> Excerpted data
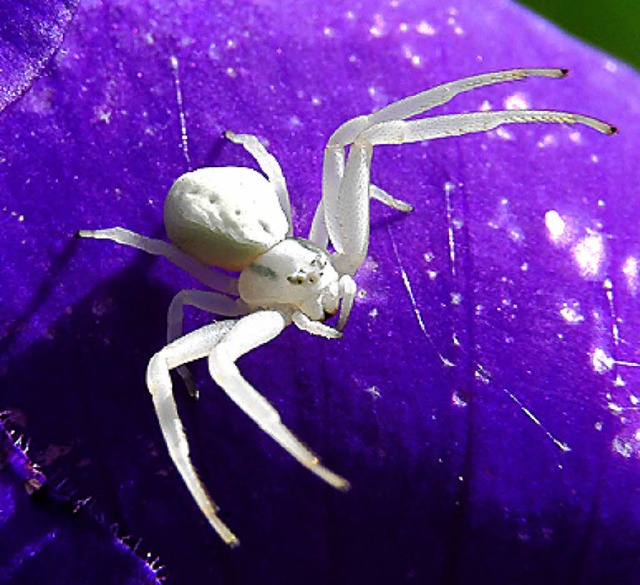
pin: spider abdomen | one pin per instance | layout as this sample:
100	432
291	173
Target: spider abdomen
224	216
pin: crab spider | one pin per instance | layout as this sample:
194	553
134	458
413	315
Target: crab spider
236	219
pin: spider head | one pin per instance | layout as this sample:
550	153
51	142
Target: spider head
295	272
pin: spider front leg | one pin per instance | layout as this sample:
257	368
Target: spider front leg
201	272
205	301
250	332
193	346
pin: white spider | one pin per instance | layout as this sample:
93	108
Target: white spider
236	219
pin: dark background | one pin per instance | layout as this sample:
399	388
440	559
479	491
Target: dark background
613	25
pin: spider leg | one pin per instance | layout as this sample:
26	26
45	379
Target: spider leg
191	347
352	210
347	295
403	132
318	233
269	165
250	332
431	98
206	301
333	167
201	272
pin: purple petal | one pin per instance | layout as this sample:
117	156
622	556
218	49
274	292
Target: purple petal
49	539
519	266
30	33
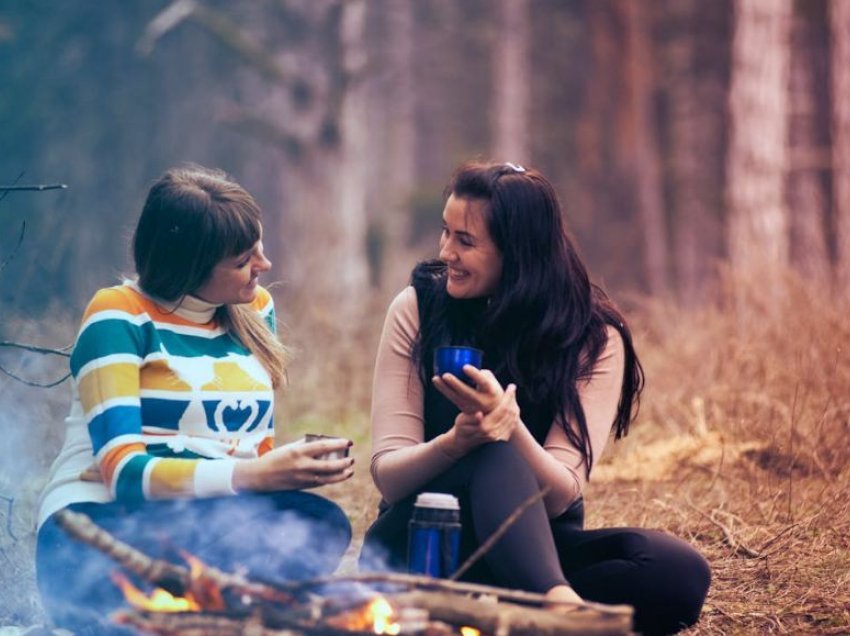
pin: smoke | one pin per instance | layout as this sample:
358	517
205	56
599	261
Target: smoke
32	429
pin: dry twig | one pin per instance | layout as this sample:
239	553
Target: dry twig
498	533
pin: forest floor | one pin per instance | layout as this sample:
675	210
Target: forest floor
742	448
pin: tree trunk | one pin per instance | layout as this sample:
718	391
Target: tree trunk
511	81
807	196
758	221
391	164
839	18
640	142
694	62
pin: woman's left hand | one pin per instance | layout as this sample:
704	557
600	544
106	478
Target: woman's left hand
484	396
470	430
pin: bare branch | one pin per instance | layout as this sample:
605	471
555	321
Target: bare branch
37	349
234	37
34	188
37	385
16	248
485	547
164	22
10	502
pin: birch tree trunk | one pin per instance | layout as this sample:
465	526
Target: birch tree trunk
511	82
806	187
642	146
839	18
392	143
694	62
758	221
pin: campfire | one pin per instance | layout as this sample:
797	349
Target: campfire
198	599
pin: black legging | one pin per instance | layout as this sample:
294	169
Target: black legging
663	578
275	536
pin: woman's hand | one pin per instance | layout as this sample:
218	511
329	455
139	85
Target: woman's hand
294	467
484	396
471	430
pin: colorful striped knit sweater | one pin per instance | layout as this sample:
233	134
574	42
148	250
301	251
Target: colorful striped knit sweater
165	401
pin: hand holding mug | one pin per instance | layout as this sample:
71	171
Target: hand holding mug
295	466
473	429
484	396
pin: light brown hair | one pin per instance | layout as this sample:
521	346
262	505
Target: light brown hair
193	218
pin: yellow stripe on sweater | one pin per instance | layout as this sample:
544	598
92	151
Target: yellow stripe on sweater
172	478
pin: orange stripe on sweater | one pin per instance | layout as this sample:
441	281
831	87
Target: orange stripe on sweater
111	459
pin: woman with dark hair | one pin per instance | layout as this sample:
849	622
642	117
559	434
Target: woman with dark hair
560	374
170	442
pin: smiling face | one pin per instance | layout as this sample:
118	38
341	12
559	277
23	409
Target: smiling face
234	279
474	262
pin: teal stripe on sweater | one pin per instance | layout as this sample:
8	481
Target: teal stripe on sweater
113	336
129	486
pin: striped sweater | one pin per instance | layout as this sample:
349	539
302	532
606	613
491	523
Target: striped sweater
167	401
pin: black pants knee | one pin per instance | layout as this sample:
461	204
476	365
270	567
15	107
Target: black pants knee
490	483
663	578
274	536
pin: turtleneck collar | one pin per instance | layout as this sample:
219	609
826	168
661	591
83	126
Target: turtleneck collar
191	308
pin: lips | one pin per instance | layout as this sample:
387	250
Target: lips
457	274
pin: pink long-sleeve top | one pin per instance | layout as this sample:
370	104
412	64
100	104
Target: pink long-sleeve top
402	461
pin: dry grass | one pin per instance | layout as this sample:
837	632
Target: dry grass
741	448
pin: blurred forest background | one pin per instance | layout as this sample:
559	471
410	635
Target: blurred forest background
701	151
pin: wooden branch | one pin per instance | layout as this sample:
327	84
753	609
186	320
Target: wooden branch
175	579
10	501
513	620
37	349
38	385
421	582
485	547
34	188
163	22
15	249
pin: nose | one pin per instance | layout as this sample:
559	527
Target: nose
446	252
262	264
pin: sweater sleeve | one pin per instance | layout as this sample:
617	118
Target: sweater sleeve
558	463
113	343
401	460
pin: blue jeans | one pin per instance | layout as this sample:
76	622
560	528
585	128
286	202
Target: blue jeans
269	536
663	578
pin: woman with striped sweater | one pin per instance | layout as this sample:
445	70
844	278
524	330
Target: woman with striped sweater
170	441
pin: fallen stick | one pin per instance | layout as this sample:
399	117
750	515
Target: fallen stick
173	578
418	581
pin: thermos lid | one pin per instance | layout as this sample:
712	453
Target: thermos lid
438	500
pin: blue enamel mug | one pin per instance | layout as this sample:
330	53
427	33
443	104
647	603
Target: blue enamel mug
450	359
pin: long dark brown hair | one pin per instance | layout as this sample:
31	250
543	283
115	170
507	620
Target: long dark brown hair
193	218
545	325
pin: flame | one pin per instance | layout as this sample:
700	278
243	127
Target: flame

> Instructions to follow
Within the entries, how many lines contain the word "flame"? Answer with a number alone.

> Your response
2